##### Source records
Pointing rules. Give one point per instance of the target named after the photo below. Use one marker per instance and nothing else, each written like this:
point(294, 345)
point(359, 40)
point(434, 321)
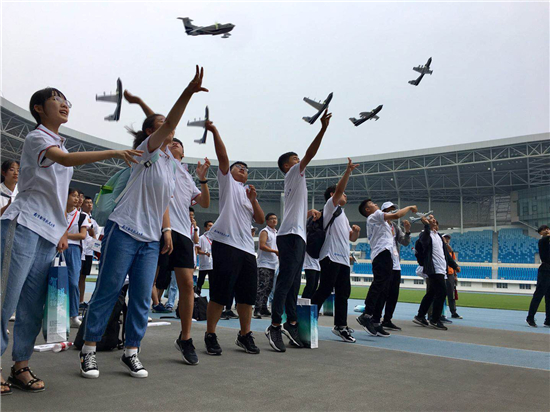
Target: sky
point(490, 70)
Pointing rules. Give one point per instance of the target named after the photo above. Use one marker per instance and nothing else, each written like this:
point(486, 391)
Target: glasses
point(61, 100)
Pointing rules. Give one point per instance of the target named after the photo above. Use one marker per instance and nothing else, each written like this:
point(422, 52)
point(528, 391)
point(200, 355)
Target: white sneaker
point(75, 322)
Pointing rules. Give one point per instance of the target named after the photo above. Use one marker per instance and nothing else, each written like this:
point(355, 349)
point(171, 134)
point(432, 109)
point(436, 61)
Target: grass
point(465, 299)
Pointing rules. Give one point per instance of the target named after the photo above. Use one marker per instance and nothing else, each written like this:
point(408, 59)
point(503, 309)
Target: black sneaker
point(531, 322)
point(211, 343)
point(366, 322)
point(291, 332)
point(247, 343)
point(134, 366)
point(438, 325)
point(275, 338)
point(88, 365)
point(187, 350)
point(388, 324)
point(421, 321)
point(344, 333)
point(381, 332)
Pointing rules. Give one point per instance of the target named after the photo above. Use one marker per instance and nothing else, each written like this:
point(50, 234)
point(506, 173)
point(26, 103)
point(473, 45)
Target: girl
point(8, 188)
point(34, 225)
point(76, 234)
point(131, 238)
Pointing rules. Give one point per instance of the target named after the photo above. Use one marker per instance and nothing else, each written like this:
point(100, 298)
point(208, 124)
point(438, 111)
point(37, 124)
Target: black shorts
point(182, 256)
point(235, 274)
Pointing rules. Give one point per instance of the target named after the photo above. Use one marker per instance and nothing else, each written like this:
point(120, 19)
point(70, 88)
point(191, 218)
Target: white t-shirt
point(205, 262)
point(236, 213)
point(311, 263)
point(184, 196)
point(4, 189)
point(336, 245)
point(73, 228)
point(294, 219)
point(139, 212)
point(379, 234)
point(438, 255)
point(268, 260)
point(43, 187)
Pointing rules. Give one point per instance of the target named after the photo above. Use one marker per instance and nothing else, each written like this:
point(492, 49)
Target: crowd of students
point(150, 233)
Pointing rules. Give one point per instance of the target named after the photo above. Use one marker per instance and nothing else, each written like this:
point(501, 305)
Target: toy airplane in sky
point(113, 98)
point(422, 70)
point(201, 123)
point(213, 30)
point(320, 106)
point(366, 116)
##########
### Exercise details
Rewrite everything from the start of the material above down through the line containing "point(490, 70)", leaving out the pictures. Shift each answer coordinate by adding 32 to it, and keep every other line unchanged.

### Completed exercise
Pointing rules. Give one point per instance of the target named after the photo below. Use one marker per instance and nothing else, each written like this:
point(294, 345)
point(359, 40)
point(434, 321)
Target: sky
point(522, 102)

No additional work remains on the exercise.